**YOUR TASK**
Pull out every line in the listing below that contains the string "glass", matching case exactly.

**PROVIDED INFORMATION**
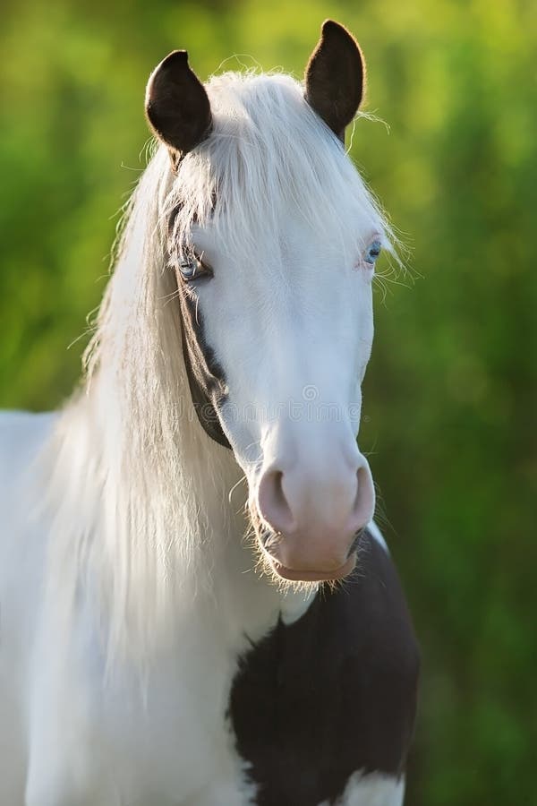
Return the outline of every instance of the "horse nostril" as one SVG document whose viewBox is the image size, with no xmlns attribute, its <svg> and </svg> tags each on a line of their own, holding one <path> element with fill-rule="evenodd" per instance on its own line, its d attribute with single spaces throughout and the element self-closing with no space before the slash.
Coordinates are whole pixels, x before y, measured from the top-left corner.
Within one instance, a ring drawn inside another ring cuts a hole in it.
<svg viewBox="0 0 537 806">
<path fill-rule="evenodd" d="M 258 506 L 263 520 L 276 532 L 293 528 L 293 513 L 284 493 L 284 474 L 268 470 L 261 476 L 258 492 Z"/>
</svg>

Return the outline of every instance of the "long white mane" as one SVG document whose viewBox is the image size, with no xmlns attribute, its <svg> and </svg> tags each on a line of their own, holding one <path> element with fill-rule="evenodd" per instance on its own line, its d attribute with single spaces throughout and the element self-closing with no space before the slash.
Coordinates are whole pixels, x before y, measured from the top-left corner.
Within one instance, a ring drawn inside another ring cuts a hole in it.
<svg viewBox="0 0 537 806">
<path fill-rule="evenodd" d="M 237 260 L 251 260 L 260 238 L 277 251 L 290 209 L 318 232 L 328 219 L 342 227 L 354 219 L 358 243 L 368 228 L 384 233 L 386 245 L 391 238 L 297 81 L 226 73 L 207 91 L 211 136 L 176 176 L 158 148 L 132 194 L 84 385 L 44 455 L 51 585 L 67 591 L 67 608 L 81 586 L 94 588 L 112 648 L 166 638 L 181 597 L 209 589 L 218 553 L 240 539 L 240 504 L 227 500 L 239 470 L 199 426 L 190 398 L 166 262 L 171 211 L 176 243 L 188 241 L 193 221 L 210 220 Z"/>
</svg>

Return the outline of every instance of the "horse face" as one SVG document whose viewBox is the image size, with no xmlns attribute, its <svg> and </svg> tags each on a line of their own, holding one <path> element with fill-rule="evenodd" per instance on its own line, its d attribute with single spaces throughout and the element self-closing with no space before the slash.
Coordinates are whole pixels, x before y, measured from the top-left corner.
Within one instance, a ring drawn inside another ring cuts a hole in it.
<svg viewBox="0 0 537 806">
<path fill-rule="evenodd" d="M 327 22 L 305 92 L 282 76 L 206 91 L 183 52 L 148 88 L 177 173 L 169 251 L 192 399 L 244 471 L 264 558 L 292 580 L 346 576 L 374 510 L 356 435 L 385 235 L 337 139 L 362 75 L 354 39 Z"/>
</svg>

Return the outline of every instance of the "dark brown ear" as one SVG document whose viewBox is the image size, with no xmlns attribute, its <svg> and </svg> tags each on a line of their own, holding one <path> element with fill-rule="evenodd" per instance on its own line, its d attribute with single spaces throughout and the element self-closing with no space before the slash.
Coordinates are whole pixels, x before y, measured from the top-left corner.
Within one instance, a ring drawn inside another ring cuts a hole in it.
<svg viewBox="0 0 537 806">
<path fill-rule="evenodd" d="M 174 50 L 155 68 L 146 90 L 150 126 L 172 152 L 175 164 L 210 133 L 210 104 L 203 84 L 188 64 L 186 50 Z"/>
<path fill-rule="evenodd" d="M 365 84 L 365 62 L 349 31 L 326 20 L 306 67 L 306 100 L 345 141 L 345 128 L 358 111 Z"/>
</svg>

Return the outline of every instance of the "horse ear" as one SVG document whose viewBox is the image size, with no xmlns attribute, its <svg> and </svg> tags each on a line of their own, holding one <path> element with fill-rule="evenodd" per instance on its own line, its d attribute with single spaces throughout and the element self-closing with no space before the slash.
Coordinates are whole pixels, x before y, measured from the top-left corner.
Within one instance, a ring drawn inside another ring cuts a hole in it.
<svg viewBox="0 0 537 806">
<path fill-rule="evenodd" d="M 148 81 L 145 111 L 157 137 L 171 150 L 176 166 L 209 135 L 210 104 L 203 84 L 188 64 L 186 50 L 174 50 L 155 68 Z"/>
<path fill-rule="evenodd" d="M 365 83 L 365 62 L 349 31 L 326 20 L 306 67 L 306 100 L 345 141 L 345 128 L 358 111 Z"/>
</svg>

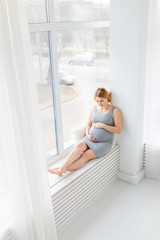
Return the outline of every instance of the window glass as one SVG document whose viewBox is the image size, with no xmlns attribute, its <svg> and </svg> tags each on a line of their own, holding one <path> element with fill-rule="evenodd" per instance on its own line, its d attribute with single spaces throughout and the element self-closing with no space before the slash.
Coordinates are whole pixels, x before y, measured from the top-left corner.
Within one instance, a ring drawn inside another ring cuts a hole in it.
<svg viewBox="0 0 160 240">
<path fill-rule="evenodd" d="M 56 22 L 108 20 L 110 0 L 55 0 Z"/>
<path fill-rule="evenodd" d="M 24 0 L 28 23 L 48 22 L 46 0 Z"/>
<path fill-rule="evenodd" d="M 46 156 L 57 154 L 52 82 L 50 77 L 49 34 L 31 33 L 35 81 L 37 84 Z"/>
<path fill-rule="evenodd" d="M 109 28 L 57 32 L 65 147 L 73 128 L 86 122 L 97 87 L 110 89 L 109 40 Z"/>
</svg>

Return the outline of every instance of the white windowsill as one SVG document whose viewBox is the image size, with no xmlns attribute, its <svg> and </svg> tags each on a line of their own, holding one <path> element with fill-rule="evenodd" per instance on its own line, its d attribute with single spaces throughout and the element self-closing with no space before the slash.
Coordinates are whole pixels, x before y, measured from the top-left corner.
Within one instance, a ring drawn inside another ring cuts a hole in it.
<svg viewBox="0 0 160 240">
<path fill-rule="evenodd" d="M 118 147 L 118 145 L 115 145 L 113 150 L 115 150 L 117 147 Z M 95 166 L 96 163 L 98 163 L 105 157 L 106 156 L 104 156 L 102 158 L 97 158 L 97 159 L 91 160 L 91 161 L 87 162 L 82 168 L 72 171 L 72 172 L 67 172 L 66 174 L 64 174 L 61 177 L 58 175 L 55 175 L 55 174 L 48 173 L 51 196 L 54 195 L 56 192 L 58 192 L 60 189 L 67 186 L 70 182 L 73 182 L 75 179 L 80 177 L 84 172 L 88 171 L 88 169 L 91 169 L 93 166 Z M 54 163 L 52 166 L 50 166 L 50 168 L 60 166 L 64 161 L 65 161 L 65 158 Z"/>
</svg>

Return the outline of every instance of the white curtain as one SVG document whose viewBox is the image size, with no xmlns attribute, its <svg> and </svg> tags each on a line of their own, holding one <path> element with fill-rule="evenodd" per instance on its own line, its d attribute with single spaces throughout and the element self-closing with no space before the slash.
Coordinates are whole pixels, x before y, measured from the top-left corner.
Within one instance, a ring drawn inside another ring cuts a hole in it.
<svg viewBox="0 0 160 240">
<path fill-rule="evenodd" d="M 56 230 L 22 0 L 0 0 L 0 240 Z"/>
<path fill-rule="evenodd" d="M 160 179 L 160 0 L 149 10 L 145 176 Z"/>
</svg>

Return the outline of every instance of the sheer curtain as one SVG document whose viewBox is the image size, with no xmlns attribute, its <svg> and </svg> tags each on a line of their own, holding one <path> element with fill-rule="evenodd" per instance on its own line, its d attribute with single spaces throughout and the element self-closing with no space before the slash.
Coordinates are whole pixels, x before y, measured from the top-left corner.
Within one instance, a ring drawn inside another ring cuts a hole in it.
<svg viewBox="0 0 160 240">
<path fill-rule="evenodd" d="M 0 1 L 0 240 L 54 240 L 22 0 Z"/>
<path fill-rule="evenodd" d="M 160 179 L 160 0 L 150 1 L 146 86 L 146 177 Z"/>
</svg>

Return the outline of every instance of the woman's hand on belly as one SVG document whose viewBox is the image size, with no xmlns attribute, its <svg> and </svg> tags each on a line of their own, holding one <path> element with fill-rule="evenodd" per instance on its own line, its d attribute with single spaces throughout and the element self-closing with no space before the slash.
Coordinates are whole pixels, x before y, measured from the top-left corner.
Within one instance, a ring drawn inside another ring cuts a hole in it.
<svg viewBox="0 0 160 240">
<path fill-rule="evenodd" d="M 104 123 L 97 122 L 97 123 L 93 123 L 92 126 L 94 128 L 103 128 L 104 127 Z"/>
<path fill-rule="evenodd" d="M 97 142 L 97 140 L 94 137 L 92 137 L 90 134 L 87 134 L 86 137 L 92 142 Z"/>
</svg>

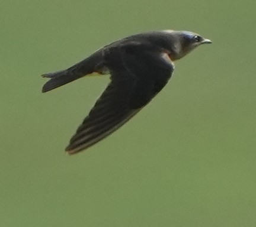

**THE ANSWER**
Return the outline of every instance of the window glass as one SVG document whose viewBox is the image size, with no xmlns attribute, its <svg> and </svg> tags each on a line of their own, holding one <path> element with fill-rule="evenodd" per instance on its own line, its d attribute with single spaces throughout and the element self-closing with no space before the slash.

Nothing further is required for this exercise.